Instructions to follow »
Read through the data and report every line in which the word "below" occurs.

Natural-language object grounding data:
· · · · ·
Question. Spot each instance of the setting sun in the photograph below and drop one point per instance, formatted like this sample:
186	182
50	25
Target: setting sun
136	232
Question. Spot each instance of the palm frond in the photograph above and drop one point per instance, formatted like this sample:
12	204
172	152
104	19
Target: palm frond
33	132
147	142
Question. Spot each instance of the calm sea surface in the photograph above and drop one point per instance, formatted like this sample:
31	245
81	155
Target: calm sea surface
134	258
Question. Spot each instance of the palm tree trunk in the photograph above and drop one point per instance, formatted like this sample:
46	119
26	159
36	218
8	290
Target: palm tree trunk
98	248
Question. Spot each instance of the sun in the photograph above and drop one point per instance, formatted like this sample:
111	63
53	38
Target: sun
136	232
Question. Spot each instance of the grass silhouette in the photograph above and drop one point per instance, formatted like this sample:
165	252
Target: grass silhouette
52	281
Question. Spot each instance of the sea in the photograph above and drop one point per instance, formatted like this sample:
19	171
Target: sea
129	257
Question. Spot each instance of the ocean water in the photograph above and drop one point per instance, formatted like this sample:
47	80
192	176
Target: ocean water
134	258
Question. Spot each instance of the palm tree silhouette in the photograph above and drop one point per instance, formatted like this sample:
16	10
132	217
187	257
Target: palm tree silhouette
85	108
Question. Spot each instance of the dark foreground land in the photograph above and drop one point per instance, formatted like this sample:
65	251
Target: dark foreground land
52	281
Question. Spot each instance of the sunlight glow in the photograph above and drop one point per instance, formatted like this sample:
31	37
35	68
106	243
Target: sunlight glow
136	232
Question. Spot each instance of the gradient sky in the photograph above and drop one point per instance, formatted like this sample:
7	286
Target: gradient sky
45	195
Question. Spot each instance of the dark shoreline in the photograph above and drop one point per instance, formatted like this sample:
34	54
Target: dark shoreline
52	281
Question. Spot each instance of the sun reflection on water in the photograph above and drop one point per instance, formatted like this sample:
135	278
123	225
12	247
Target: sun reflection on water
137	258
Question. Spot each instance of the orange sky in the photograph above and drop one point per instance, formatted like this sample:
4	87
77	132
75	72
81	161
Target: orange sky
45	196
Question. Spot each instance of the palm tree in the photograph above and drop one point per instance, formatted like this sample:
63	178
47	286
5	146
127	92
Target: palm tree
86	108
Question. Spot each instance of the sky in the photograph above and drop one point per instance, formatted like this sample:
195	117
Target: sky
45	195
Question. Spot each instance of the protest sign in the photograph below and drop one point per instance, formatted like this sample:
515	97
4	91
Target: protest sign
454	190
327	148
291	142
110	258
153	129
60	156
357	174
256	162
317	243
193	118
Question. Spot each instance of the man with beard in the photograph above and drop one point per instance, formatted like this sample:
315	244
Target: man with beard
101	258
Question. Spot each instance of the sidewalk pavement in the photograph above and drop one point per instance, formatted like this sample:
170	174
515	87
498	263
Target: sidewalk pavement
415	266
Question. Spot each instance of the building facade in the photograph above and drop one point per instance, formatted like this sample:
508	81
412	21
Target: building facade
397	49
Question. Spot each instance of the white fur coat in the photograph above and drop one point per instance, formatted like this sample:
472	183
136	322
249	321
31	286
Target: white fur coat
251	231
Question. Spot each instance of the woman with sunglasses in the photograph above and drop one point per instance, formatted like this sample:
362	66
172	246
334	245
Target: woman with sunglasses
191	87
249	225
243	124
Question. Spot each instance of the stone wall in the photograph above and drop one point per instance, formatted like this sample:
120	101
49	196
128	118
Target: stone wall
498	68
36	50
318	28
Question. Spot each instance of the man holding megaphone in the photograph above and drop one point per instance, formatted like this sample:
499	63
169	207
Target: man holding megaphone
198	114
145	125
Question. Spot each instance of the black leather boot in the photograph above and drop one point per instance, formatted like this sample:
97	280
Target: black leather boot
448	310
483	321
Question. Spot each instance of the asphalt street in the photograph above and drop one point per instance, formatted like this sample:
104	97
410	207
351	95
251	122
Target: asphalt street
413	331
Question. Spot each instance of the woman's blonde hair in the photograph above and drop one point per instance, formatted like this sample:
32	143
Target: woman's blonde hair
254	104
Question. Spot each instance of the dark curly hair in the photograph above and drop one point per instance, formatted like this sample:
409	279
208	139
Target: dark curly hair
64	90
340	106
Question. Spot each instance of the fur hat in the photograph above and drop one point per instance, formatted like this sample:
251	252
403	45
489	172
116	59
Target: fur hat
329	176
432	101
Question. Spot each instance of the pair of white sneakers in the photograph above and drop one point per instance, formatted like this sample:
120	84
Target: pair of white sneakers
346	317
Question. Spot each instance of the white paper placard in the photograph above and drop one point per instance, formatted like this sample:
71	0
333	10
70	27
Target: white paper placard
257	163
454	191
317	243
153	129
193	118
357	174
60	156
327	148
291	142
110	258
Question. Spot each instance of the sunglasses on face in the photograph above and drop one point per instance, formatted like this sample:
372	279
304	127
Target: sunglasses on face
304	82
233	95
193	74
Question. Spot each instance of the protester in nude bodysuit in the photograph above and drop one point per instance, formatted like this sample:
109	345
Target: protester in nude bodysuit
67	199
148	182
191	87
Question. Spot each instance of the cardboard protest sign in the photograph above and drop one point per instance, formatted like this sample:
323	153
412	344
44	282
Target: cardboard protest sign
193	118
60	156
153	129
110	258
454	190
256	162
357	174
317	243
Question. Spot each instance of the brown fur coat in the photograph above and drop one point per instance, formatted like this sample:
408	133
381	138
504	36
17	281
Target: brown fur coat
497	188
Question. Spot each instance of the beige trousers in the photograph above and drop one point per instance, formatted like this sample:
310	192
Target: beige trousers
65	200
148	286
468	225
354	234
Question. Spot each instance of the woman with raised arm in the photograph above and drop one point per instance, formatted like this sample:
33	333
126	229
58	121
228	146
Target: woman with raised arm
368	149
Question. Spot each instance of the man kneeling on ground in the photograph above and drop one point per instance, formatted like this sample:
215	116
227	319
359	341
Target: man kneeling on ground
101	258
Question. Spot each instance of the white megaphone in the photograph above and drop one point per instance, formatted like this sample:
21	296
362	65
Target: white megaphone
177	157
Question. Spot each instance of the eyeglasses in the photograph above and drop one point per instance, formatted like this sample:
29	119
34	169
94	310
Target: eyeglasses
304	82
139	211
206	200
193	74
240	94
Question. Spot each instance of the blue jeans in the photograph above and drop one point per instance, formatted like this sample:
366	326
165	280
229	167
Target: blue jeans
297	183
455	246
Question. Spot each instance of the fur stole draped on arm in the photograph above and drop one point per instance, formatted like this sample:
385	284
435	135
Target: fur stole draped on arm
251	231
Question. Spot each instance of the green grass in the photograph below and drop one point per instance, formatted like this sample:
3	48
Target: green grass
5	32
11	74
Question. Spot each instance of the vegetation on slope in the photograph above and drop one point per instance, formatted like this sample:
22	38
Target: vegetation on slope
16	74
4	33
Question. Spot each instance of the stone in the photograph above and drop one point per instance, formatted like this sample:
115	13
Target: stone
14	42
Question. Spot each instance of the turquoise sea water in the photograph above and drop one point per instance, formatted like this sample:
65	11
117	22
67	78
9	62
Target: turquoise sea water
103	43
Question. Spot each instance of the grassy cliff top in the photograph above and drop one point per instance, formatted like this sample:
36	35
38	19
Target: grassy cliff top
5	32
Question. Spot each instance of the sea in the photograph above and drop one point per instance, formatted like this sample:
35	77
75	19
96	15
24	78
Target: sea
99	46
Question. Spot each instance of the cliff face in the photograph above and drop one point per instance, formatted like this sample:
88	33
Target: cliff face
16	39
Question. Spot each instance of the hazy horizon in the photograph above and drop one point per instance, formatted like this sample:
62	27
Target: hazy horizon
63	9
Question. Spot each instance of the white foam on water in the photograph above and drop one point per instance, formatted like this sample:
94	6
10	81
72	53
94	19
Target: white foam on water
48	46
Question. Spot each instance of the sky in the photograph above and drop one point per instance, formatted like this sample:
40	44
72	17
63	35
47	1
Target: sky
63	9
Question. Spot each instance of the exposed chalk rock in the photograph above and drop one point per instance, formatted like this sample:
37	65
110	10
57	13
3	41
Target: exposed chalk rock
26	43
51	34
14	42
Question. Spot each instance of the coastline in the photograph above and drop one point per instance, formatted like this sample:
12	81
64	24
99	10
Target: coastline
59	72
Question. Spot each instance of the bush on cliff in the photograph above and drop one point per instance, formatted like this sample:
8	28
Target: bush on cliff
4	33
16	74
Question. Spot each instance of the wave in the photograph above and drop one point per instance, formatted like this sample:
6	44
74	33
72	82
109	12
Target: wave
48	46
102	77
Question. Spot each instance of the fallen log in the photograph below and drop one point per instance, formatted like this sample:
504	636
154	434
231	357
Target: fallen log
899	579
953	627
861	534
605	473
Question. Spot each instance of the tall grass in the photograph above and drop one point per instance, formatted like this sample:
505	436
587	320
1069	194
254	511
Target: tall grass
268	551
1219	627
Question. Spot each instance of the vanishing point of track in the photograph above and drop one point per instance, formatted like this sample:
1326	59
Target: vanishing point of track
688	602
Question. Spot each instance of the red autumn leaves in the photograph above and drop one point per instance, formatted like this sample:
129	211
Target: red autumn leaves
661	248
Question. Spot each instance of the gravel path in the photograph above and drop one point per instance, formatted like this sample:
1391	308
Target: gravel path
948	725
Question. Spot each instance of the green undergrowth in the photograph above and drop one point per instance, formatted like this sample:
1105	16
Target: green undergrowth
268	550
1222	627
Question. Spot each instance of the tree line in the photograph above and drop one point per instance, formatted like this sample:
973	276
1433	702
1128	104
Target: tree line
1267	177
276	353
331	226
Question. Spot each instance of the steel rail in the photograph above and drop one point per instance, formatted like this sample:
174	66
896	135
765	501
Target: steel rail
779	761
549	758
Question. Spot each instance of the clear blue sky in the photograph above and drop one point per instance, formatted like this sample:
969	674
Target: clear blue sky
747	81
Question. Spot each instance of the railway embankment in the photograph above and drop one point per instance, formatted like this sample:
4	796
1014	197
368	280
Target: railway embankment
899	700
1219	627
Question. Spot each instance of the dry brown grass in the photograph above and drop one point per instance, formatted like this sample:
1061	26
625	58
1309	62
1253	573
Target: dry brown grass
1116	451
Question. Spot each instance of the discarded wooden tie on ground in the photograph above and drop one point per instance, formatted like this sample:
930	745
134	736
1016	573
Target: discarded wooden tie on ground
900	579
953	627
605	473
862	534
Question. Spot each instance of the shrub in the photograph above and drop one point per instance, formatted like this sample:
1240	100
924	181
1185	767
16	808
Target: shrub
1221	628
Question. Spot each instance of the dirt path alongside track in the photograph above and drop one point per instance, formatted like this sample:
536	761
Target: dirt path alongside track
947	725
· · · · ·
Written answer »
Question. Spot each instance of the setting sun in the photograph below and drop one point per instance, formatted like this sample:
Question. Spot each instance of the protest sign in the photograph below and drop one point per instance, formatted like this sample:
Question. Spot each instance of the green grass in the photograph below and drop one point per instance, formatted like this sample:
Question. Spot each instance of the fallen log in the photograph below and drop one point per instance, formatted like this sample:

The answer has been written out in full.